Your task: Turn every line of the listing below into a JSON list of strings, one string per line, with blank lines left out.

* start *

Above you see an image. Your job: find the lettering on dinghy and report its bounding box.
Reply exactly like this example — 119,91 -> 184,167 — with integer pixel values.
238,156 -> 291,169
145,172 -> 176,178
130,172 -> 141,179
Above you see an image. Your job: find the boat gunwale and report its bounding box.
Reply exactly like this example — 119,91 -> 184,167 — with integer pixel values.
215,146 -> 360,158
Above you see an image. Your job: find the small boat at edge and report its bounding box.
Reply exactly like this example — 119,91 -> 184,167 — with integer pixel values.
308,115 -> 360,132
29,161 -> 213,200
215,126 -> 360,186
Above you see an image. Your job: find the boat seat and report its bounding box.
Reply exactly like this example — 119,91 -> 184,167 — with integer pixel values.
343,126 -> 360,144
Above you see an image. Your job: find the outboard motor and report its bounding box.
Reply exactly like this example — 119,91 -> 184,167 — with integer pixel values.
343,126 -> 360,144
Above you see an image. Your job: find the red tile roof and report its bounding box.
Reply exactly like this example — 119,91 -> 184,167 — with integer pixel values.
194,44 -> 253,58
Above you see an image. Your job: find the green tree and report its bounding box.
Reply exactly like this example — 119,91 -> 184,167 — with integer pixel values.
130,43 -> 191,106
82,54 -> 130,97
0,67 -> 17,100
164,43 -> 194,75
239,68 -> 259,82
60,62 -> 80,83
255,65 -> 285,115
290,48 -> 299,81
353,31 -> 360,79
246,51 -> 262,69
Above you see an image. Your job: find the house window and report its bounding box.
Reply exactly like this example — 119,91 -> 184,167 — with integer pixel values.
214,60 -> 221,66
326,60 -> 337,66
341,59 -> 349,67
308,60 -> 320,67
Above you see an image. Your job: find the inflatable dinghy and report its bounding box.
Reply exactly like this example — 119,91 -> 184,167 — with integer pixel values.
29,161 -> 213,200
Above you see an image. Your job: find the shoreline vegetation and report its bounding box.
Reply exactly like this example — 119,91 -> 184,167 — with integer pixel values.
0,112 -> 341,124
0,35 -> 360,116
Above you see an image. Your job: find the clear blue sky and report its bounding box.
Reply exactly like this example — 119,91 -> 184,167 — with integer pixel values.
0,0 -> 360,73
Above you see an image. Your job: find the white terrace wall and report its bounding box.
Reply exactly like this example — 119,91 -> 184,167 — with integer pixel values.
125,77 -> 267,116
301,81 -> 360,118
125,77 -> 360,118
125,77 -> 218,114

* end *

The result:
[
  "Above you see an image. Your job: find the lettering on dinghy and report its bounding box.",
  "Reply exactly like this example — 119,91 -> 184,167 — with integer pixel values.",
  "238,156 -> 291,169",
  "145,172 -> 176,178",
  "130,172 -> 141,179",
  "Above you see an image. Your job: find the boat gunwale and report its bounding box.",
  "Reply exactly like this example — 119,91 -> 184,167 — with integer pixel values.",
  "215,146 -> 360,158",
  "Above you see an image. Your job: find the small boat at edge and report its bounding box.",
  "Reply exactly like this example — 119,91 -> 184,167 — with integer pixel values.",
  "308,115 -> 360,132",
  "29,161 -> 213,200",
  "215,126 -> 360,186",
  "Above you see an image. Your job: find the boat seat and report its bounding box.",
  "Reply exactly like this example — 119,91 -> 184,167 — with integer pixel values.",
  "343,126 -> 360,144",
  "Above you see an image. Your job: find the outboard motor and report its bounding box.",
  "Reply exactly like this example — 119,91 -> 184,167 — with integer pixel values.",
  "343,126 -> 360,144",
  "Above you see an image. Your job: find the red tile roof and report its bounding box.",
  "Reply exactly like this example — 119,91 -> 184,167 — with integer pixel values.",
  "194,44 -> 253,58",
  "Above you see an image. Your job: find the green tree and report its bounding box.",
  "Reply exactly like this example — 119,91 -> 184,167 — with integer pixel values.",
  "130,43 -> 191,106",
  "82,54 -> 130,97",
  "0,67 -> 17,100",
  "164,43 -> 194,75",
  "239,68 -> 259,82",
  "60,62 -> 80,83",
  "255,65 -> 285,115",
  "290,48 -> 299,81",
  "353,31 -> 360,79",
  "246,51 -> 262,69",
  "Above you see an image. Your job: find the house window and report its bounding box.",
  "Reply exactly like this example — 119,91 -> 184,167 — with integer pixel values.",
  "214,60 -> 221,66",
  "326,60 -> 337,66",
  "341,59 -> 349,67",
  "308,60 -> 320,67",
  "Above you see an image. Your job: find the inflatable dinghy and report its bounding box.",
  "Reply exactly like this example — 119,91 -> 184,167 — with integer pixel values.",
  "29,161 -> 213,200",
  "Above you see an image. Your job: find the shoreline vegetation and report its bounding box.",
  "Reply exactly like this example — 119,91 -> 184,167 — with integer pixel values.",
  "0,112 -> 341,124",
  "0,35 -> 360,116",
  "Above you see an image. Your job: find the clear blue sky and report its bounding box.",
  "Reply exactly like this example — 119,91 -> 184,167 — with integer pixel values.",
  "0,0 -> 360,73",
  "Above you see an image. Your job: find the white terrace wall and report its bounding box.",
  "Reply exactly like this example — 119,91 -> 184,167 — with integer pixel values.",
  "125,77 -> 267,116",
  "301,81 -> 360,118",
  "125,77 -> 360,118",
  "125,77 -> 218,114"
]